What you are asked to do: When you reproduce these records, keep every word exactly and drop the images.
::: Material for the task
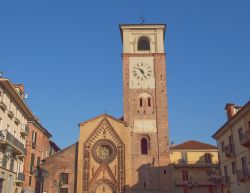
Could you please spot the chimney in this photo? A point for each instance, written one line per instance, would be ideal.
(231, 110)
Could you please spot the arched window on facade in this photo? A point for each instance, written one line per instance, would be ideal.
(143, 43)
(141, 102)
(144, 146)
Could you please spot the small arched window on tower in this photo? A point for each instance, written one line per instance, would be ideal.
(149, 102)
(143, 44)
(144, 146)
(141, 102)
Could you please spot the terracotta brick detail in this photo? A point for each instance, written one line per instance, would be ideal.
(61, 162)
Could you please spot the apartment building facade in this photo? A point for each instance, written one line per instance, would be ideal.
(38, 148)
(195, 168)
(14, 115)
(233, 140)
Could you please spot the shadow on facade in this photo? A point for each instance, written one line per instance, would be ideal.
(152, 179)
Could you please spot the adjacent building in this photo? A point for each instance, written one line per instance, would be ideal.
(195, 168)
(233, 140)
(24, 142)
(60, 171)
(14, 115)
(38, 148)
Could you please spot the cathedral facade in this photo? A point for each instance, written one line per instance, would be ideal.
(130, 154)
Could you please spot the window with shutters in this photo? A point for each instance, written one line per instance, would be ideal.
(64, 178)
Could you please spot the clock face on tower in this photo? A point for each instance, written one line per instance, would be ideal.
(142, 71)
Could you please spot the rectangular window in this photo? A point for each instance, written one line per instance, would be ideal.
(184, 157)
(149, 102)
(64, 178)
(230, 138)
(33, 139)
(244, 166)
(240, 132)
(32, 161)
(208, 158)
(225, 171)
(140, 102)
(38, 161)
(12, 165)
(185, 175)
(222, 146)
(233, 168)
(63, 190)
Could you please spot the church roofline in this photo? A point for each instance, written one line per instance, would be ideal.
(99, 116)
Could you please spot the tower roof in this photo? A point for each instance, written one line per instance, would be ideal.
(142, 26)
(192, 144)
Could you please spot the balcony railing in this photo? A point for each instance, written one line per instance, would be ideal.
(194, 182)
(225, 180)
(245, 139)
(195, 164)
(3, 106)
(229, 150)
(244, 174)
(8, 138)
(2, 176)
(24, 130)
(20, 179)
(17, 120)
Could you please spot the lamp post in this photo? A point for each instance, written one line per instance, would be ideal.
(40, 174)
(58, 185)
(190, 185)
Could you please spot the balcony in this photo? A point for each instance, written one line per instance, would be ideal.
(194, 182)
(3, 106)
(9, 139)
(229, 151)
(17, 121)
(24, 130)
(245, 139)
(10, 113)
(20, 179)
(225, 180)
(2, 176)
(194, 164)
(244, 175)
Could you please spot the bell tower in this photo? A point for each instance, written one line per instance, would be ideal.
(145, 101)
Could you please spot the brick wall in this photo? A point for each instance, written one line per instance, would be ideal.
(61, 162)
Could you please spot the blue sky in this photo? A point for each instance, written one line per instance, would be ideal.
(68, 55)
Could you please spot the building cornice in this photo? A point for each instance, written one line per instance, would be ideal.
(232, 120)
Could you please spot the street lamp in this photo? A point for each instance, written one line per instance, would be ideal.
(190, 184)
(58, 185)
(40, 174)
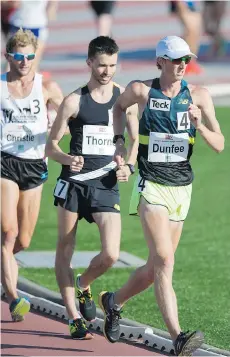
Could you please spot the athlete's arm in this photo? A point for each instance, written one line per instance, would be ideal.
(132, 125)
(132, 95)
(68, 108)
(210, 130)
(55, 95)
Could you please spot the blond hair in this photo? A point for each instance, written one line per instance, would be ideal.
(21, 38)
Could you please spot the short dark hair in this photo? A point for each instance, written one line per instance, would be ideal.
(102, 45)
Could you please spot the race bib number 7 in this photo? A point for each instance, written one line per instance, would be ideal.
(61, 189)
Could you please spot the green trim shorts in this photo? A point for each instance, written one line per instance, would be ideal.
(175, 198)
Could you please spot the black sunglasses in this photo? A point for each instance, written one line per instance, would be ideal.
(185, 59)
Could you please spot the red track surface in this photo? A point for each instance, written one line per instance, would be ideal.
(39, 335)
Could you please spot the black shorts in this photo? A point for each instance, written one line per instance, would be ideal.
(26, 173)
(102, 7)
(83, 199)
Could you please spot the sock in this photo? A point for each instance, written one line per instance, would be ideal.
(72, 320)
(78, 284)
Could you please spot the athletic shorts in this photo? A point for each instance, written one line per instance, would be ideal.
(26, 173)
(175, 198)
(190, 4)
(102, 7)
(85, 200)
(40, 33)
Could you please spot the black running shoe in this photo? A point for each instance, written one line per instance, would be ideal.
(111, 327)
(187, 343)
(86, 304)
(79, 331)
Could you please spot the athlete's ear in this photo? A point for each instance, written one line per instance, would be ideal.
(88, 61)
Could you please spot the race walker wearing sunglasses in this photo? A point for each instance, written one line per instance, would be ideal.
(22, 56)
(185, 59)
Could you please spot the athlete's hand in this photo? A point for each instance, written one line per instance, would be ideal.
(195, 115)
(76, 163)
(123, 173)
(120, 154)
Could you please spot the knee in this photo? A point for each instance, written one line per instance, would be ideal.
(148, 275)
(8, 238)
(164, 262)
(109, 258)
(22, 243)
(64, 251)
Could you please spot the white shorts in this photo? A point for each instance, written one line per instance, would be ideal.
(40, 33)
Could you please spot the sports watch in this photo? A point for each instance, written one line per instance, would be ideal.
(116, 137)
(131, 167)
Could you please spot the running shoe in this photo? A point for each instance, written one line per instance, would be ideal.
(187, 343)
(79, 331)
(111, 328)
(19, 308)
(86, 304)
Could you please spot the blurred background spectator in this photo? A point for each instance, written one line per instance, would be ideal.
(32, 15)
(213, 12)
(190, 18)
(103, 11)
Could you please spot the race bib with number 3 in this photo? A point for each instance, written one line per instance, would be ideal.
(61, 189)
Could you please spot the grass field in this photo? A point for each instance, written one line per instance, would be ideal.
(201, 278)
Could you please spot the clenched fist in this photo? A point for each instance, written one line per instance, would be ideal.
(195, 115)
(120, 154)
(76, 163)
(123, 173)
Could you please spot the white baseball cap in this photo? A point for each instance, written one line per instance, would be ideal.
(173, 47)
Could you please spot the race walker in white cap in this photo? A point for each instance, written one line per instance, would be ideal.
(172, 112)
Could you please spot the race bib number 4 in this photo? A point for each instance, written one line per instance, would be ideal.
(168, 147)
(98, 140)
(183, 122)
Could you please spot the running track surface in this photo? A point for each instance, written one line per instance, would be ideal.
(39, 335)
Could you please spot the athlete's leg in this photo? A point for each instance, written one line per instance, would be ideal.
(143, 276)
(191, 21)
(67, 226)
(109, 224)
(28, 211)
(156, 227)
(9, 231)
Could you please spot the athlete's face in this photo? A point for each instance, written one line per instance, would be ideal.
(103, 67)
(21, 65)
(174, 71)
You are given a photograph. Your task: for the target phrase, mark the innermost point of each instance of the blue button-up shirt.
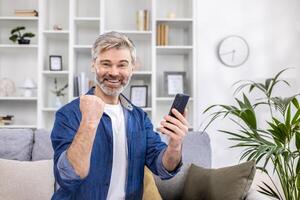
::::::
Written response:
Could you please spot the chimney in this photo? A point for each instance, written one line per instance, would be ideal.
(231, 110)
Could you please spot the arched window on facade in this photo? A point for each instance, written one line per instance, would be ideal.
(143, 43)
(141, 102)
(144, 146)
Could you please spot the small arched window on tower in this photo? A point for each instance, written one line per instance, would be ideal.
(149, 102)
(143, 44)
(144, 146)
(141, 102)
Could you please spot the terracotta brick detail in this photo? A point for each instance, written one line per instance, would be ideal.
(61, 162)
Could you please spot the apartment building facade in this photo? A point for each instance, written one line per instance, would be ideal.
(38, 148)
(195, 168)
(14, 115)
(233, 140)
Could you please spot the shadow on facade in this photo? A point for each instance, written one line per instance, would be ideal.
(152, 179)
Could you please spot the adjacent building in this photo? A point for each instance, written one line per instance, would be ideal.
(195, 168)
(233, 140)
(24, 142)
(60, 171)
(14, 115)
(38, 148)
Could you please spot the cathedral facade in this photo? A point for each instance, written one line per instance, would be ideal.
(130, 154)
Could you please spot the window with shutters in this photo? A point for each instance, written one line per instance, would be ideal.
(64, 178)
Could you please spot the clock face on tower in this photo? A point for each instance, written one line per instance, would be ideal.
(142, 71)
Could you please spot the rectangular window in this photo? A point for each instance, written one line per instance, would be ideal.
(184, 157)
(149, 102)
(64, 178)
(230, 138)
(33, 139)
(244, 166)
(240, 132)
(32, 161)
(208, 158)
(225, 171)
(140, 102)
(38, 161)
(12, 165)
(185, 175)
(222, 146)
(233, 168)
(63, 190)
Could you please spot the church roofline in this photo? A point for each instance, written one line per instance, would be ideal.
(99, 116)
Could you please spot the tower roof in this photo? A point for each instance, written one line per instance, would be ideal.
(142, 26)
(192, 144)
Could you please spot the balcony railing in this photo? A point for each instance, written one line per instance, would be ideal.
(194, 182)
(225, 180)
(245, 139)
(195, 164)
(3, 106)
(229, 150)
(244, 174)
(8, 138)
(2, 176)
(24, 130)
(20, 179)
(17, 120)
Could you please spot the lamp post in this photo? A point for each instance, written one line per instance, would be ideal.
(40, 174)
(58, 185)
(190, 185)
Could you please spot the balcony in this photo? A point for each instance, written one line per instance, would be ideal.
(194, 182)
(3, 106)
(9, 139)
(229, 151)
(17, 121)
(24, 130)
(245, 139)
(10, 113)
(20, 179)
(225, 180)
(2, 176)
(194, 164)
(244, 175)
Could you please spot the bell tower in this photo? A point for each instance, written one line per instance, would be ideal.
(145, 101)
Could you please spot the brick wall in this photo? A point for each instance, written one line per instance, would be ideal.
(61, 162)
Could you please spot the blue sky in this photo? A point for each instance, written one line per instance, would be ideal.
(68, 55)
Could you please spot the building cornice in this photo? A point for each instance, written one line per instance, would be ideal.
(232, 120)
Could you please spot the street lamp in this photo? A point for each instance, written one line per instance, would be ideal.
(190, 184)
(58, 185)
(40, 174)
Could you please spot the athlete's arm in this photo? A point for each instance, written one line per instance, would be ideal.
(132, 125)
(132, 95)
(68, 108)
(210, 130)
(55, 95)
Could you please spot the blond hair in this photo? A point for each instance, written one line per instance, would be ideal.
(21, 38)
Could you please spot the short dark hair in this photo? A point for each instance, written one line per instance, would be ideal.
(102, 45)
Could you please spot the race bib number 7 in this photo? A point for each instance, written one line per instance, would be ideal.
(61, 189)
Could you please spot the green trim shorts in this photo? A point for each instance, written one line per instance, would be ideal.
(175, 198)
Could you please spot the black sunglasses in this photo? A point for each instance, written one line per instance, would be ideal.
(185, 59)
Could you please spot the red track surface in this photo? A point for each instance, written one line per instance, would be ideal.
(39, 335)
Could you please spot the black shorts in this photo? A point for each instance, written one line per instance, would be ideal.
(26, 173)
(102, 7)
(83, 199)
Could you please spot the sock in this photo? A point for each instance, written one line per instance, would be ideal.
(72, 320)
(78, 284)
Could you please spot the athletic shorts in this photo? A point for each instance, written one line per instance, would be ideal.
(26, 173)
(175, 198)
(190, 4)
(102, 7)
(85, 200)
(40, 33)
Could you please spot the black running shoe in this photo? A point for each instance, written one line per instance, would be ideal.
(111, 327)
(187, 343)
(86, 304)
(79, 331)
Could you please spot the athlete's ear in this photo? A point for each instance, written one line per instance, would be ideal.
(88, 61)
Could you please spot the race walker wearing sunglasses in this photo? A point for each instance, written one line per instance, would be ideal.
(22, 56)
(185, 59)
Could you please spot the athlete's hand in this photo? A point for each instance, written one line per instance, would be ideal.
(195, 115)
(76, 163)
(123, 173)
(120, 154)
Could you please spot the knee in this photo? A point for each instance, written one line per instance, would be ideal.
(148, 275)
(8, 238)
(164, 262)
(109, 258)
(22, 243)
(64, 251)
Could you please spot the white shorts in this photo? A point for each instance, written one line per instance, would be ideal.
(40, 33)
Could you please spot the sports watch in this photo? A point for each instance, written one line per instance, would be ideal.
(116, 137)
(131, 167)
Could you please spot the running shoe in this photo? A point for each instance, written one line per instance, would be ideal.
(187, 343)
(79, 331)
(111, 328)
(19, 308)
(86, 304)
Could you please spot the blurred background spectator in this photo? A point for each instance, written one line per instance, would be ideal.
(32, 15)
(213, 12)
(190, 18)
(103, 11)
Could you please spot the race bib with number 3 in this photo? A point for each instance, written one line per instance, would be ideal.
(61, 189)
Could you please spot the grass field in this photo? A point for each instance, written one line per instance, would be ideal.
(201, 278)
Could you please spot the clenched fist in this photo? A point for each instance, written one line per instance, would be ideal.
(195, 115)
(120, 154)
(76, 163)
(123, 173)
Could you please spot the white baseball cap in this photo? A point for each instance, written one line per instance, would be ideal.
(173, 47)
Could you please spot the race walker in white cap in this photo? A point for each instance, written one line per instance, would be ideal.
(172, 112)
Could you please spot the race bib number 4 in this photo? A point for each instance, written one line per instance, would be ideal.
(168, 147)
(98, 140)
(183, 122)
Could you please spot the running track surface in this photo? A point for each instance, written one line per instance, would be ideal.
(39, 335)
Could you please spot the athlete's leg in this photo? A point for each instance, written one line per instance, would be ideal.
(143, 276)
(191, 21)
(67, 226)
(109, 224)
(28, 211)
(156, 227)
(9, 231)
Could you please spot the athlete's face in this photo? A point for each instance, written one line per instance, would be ideal.
(103, 67)
(21, 65)
(174, 71)
You are given a photograph. Your task: for the target phrase, mark the innermost point of each instance of the blue button-up shirt.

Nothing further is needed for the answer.